Work to complete — Repeat the records below exactly.

Supplied records —
========

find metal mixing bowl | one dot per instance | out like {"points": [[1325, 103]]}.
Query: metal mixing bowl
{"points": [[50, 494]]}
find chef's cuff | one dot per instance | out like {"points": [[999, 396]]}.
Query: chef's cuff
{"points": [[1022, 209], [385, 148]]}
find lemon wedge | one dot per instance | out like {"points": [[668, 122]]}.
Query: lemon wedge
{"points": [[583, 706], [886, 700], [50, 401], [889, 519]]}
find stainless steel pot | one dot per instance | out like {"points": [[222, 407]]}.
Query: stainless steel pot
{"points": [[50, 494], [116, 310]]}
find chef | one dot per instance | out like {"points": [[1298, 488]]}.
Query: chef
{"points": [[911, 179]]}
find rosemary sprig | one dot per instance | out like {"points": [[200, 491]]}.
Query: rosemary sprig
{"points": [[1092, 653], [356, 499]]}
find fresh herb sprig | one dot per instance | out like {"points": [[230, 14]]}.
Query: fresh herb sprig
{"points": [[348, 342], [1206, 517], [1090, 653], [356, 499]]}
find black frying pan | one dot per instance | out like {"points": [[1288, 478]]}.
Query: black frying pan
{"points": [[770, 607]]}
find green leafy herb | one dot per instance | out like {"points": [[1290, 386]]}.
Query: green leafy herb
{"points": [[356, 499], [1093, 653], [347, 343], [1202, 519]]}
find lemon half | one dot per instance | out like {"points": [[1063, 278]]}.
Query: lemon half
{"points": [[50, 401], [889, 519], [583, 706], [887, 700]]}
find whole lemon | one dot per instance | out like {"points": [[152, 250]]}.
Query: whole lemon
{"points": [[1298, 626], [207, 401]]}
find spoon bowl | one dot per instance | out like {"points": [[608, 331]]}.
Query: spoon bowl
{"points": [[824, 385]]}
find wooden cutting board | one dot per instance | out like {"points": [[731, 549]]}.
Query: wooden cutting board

========

Your response —
find metal mixing bowl | one dot per instance | out like {"points": [[1325, 103]]}.
Query: metal mixing bowl
{"points": [[50, 494]]}
find chef's cuff | one dot per instance | out like {"points": [[999, 396]]}.
Query: chef's cuff
{"points": [[1022, 209], [385, 148]]}
find lemon wedge | one dot per instance | out like {"points": [[668, 122]]}.
Query: lemon wedge
{"points": [[583, 706], [886, 700], [50, 401], [889, 519]]}
find stainless steel pot | one dot per instance | out like {"points": [[222, 407]]}.
Query: stainless steel pot
{"points": [[50, 494], [116, 310]]}
find chef | one dot per instance | out like {"points": [[1298, 488]]}.
Query: chef
{"points": [[911, 179]]}
find rosemary sprig | one dot per instance | out like {"points": [[200, 491]]}.
Query: rosemary sprig
{"points": [[1092, 653], [356, 499]]}
find fresh herb sprig | one dot per instance | out like {"points": [[230, 14]]}.
Query: fresh herb sprig
{"points": [[348, 342], [1206, 517], [1090, 653], [356, 499]]}
find black frying pan | one dot per instance | out like {"points": [[1288, 478]]}.
Query: black frying pan
{"points": [[770, 607]]}
find green leafy herb | one dot per instance | out like {"points": [[1290, 386]]}.
Query: green leafy herb
{"points": [[356, 499], [1093, 653], [347, 343], [1202, 519]]}
find lemon half | one dot per instance | out like {"points": [[1063, 278]]}.
Query: lemon half
{"points": [[50, 401], [889, 519], [583, 706], [887, 700]]}
find whole lemon | one dot per instance | out like {"points": [[152, 250]]}.
Query: whole lemon
{"points": [[1298, 626], [207, 401]]}
find spoon bowl | one dot per instance | out like {"points": [[608, 331]]}.
Query: spoon bowl
{"points": [[824, 385]]}
find wooden cutting board | one dot per instance | out like {"points": [[731, 549]]}.
Query: wooden cutting board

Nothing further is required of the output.